In the records below, rescale the stretch that begins at the line containing "Each instance of the rock face" and ends after the line containing "99), (287, 81)]". Repeat every line in that stretch, the request included, and multiply each point coordinate in the answer by 2.1, rounding to whole numbers with halves going up.

▶

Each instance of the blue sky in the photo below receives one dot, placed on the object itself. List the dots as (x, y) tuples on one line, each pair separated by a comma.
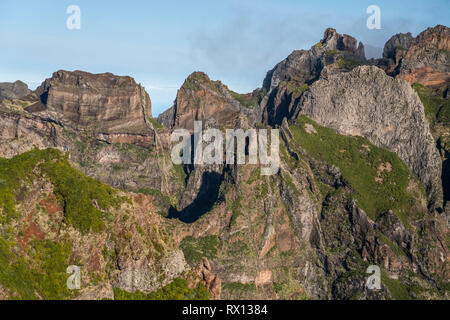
[(160, 43)]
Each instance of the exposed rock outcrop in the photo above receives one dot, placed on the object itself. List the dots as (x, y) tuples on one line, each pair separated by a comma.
[(424, 59), (200, 99), (102, 102), (287, 81), (13, 90), (366, 102)]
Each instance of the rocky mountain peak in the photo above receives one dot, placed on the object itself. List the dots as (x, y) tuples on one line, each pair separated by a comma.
[(335, 41), (106, 102), (13, 90), (424, 59)]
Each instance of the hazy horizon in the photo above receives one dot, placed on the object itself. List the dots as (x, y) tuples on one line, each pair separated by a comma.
[(230, 41)]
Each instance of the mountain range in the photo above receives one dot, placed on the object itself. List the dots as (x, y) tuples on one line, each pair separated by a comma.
[(86, 179)]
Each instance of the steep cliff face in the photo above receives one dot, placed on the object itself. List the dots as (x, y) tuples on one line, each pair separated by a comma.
[(424, 59), (366, 102), (200, 99), (103, 121), (62, 218), (104, 102), (13, 90), (359, 176), (287, 81)]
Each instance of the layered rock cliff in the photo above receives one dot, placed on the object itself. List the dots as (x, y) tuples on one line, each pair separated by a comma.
[(14, 90), (358, 183), (366, 102)]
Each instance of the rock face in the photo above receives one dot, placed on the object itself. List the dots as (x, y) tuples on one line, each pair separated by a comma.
[(338, 203), (15, 90), (424, 59), (366, 102), (306, 65), (104, 102), (200, 99), (287, 81)]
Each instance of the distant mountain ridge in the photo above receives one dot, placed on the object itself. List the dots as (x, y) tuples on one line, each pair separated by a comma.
[(363, 180)]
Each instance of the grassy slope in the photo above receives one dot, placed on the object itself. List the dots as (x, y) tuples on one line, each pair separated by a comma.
[(359, 162)]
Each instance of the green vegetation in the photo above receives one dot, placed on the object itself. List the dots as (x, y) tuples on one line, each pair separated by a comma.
[(155, 123), (377, 176), (297, 89), (140, 154), (45, 278), (331, 52), (234, 287), (346, 63), (177, 290), (196, 248), (249, 100), (437, 109), (76, 192), (397, 289), (395, 248), (236, 209)]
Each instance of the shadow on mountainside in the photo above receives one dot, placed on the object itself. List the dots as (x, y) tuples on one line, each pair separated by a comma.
[(203, 203), (446, 180)]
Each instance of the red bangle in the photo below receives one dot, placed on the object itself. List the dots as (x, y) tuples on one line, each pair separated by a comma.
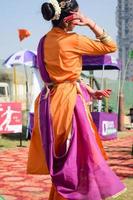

◀

Finished task:
Each instance of the rock face in the photo above receives one dot, placed on the object itself. List the dots as (x, y) tuples on one line, each pair separated by a comma.
[(710, 426), (32, 189), (890, 124), (769, 214), (643, 137), (218, 214), (420, 208), (603, 170)]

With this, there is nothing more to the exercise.